----- RECORDS SHOWN

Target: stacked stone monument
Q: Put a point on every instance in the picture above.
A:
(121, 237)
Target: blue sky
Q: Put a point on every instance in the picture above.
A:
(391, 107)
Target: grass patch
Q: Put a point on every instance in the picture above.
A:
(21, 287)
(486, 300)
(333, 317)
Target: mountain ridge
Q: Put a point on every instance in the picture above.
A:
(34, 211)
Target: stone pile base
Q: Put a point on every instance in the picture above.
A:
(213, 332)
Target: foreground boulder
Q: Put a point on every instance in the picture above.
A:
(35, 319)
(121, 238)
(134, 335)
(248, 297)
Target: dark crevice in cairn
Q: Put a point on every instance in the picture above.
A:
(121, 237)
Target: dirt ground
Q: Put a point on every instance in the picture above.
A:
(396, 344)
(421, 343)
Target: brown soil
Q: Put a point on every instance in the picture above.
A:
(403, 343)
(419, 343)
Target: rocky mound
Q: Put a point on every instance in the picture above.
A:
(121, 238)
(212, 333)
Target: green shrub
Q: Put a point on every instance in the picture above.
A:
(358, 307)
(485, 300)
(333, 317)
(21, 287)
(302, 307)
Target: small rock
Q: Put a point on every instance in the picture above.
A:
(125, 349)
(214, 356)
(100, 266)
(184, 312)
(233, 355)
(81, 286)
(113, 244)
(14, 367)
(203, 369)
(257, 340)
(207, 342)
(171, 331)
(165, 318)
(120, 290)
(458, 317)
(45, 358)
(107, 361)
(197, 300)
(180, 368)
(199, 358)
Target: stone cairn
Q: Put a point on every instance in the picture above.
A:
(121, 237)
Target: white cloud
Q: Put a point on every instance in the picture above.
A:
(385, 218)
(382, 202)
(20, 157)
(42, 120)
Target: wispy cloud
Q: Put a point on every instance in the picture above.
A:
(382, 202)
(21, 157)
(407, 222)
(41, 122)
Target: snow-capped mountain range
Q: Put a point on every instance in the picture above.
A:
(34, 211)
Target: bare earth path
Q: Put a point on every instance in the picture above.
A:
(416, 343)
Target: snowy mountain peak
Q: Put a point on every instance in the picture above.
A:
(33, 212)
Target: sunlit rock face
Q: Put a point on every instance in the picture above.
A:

----------

▶ TASK PROMPT:
Restate the records word for word, keeping every line.

▶ WORKED SOLUTION:
Target: stacked stone monument
Q: Put a point on every instance in the picture above.
A:
(121, 237)
Target: blue sky
Q: Put a point on every instance in the picture above.
A:
(391, 107)
Target: grass patch
Q: Put a point on every instance in the picture above.
A:
(21, 287)
(486, 300)
(333, 317)
Target: mountain ridge
Q: Put a point on every instance in the picture above.
A:
(34, 211)
Target: stone pile base
Q: Put a point on every instance in the picture above.
A:
(213, 332)
Target: foreground boulder
Q: Put a point on every instance in the picture above.
A:
(35, 319)
(121, 238)
(134, 335)
(248, 297)
Target: dark crevice in cairn
Q: Put a point on every instance in the picture above.
A:
(121, 237)
Target: dirt ground
Q: Put a point on every instance in the picture above.
A:
(396, 344)
(421, 343)
Target: brown soil
Q: Put a point on every instance in the picture above.
A:
(403, 343)
(419, 343)
Target: rocky mound
Q: Put a point on every instance in the picture above.
A:
(121, 238)
(212, 333)
Target: green shrub
Q: Put a point on every instance in the picture above.
A:
(358, 307)
(485, 300)
(333, 317)
(21, 287)
(302, 307)
Target: small rock
Q: Put a point on every instance in the picture above.
A:
(125, 349)
(214, 356)
(100, 266)
(184, 312)
(233, 355)
(81, 286)
(113, 244)
(14, 367)
(203, 369)
(257, 340)
(207, 342)
(171, 331)
(165, 318)
(120, 290)
(458, 317)
(45, 358)
(107, 361)
(197, 300)
(180, 368)
(199, 358)
Target: stone cairn
Q: Put a point on every instance in the picture above.
A:
(121, 237)
Target: white cloud
Q: Put a point on every instance in the picture above.
A:
(385, 218)
(382, 202)
(20, 157)
(42, 120)
Target: wispy cloud
Q: Put a point on every instance in the picture above.
A:
(382, 202)
(21, 157)
(407, 222)
(41, 122)
Target: snow-capped mountain range
Q: Put a point on every instance in the picture above.
A:
(34, 211)
Target: bare earth path
Q: Put a point on every instance in the picture above.
A:
(416, 343)
Target: snowy mountain peak
Q: Put a point on every instance in the picture above.
A:
(33, 212)
Target: sunlit rock face
Q: Put a point on every instance in the picture above.
A:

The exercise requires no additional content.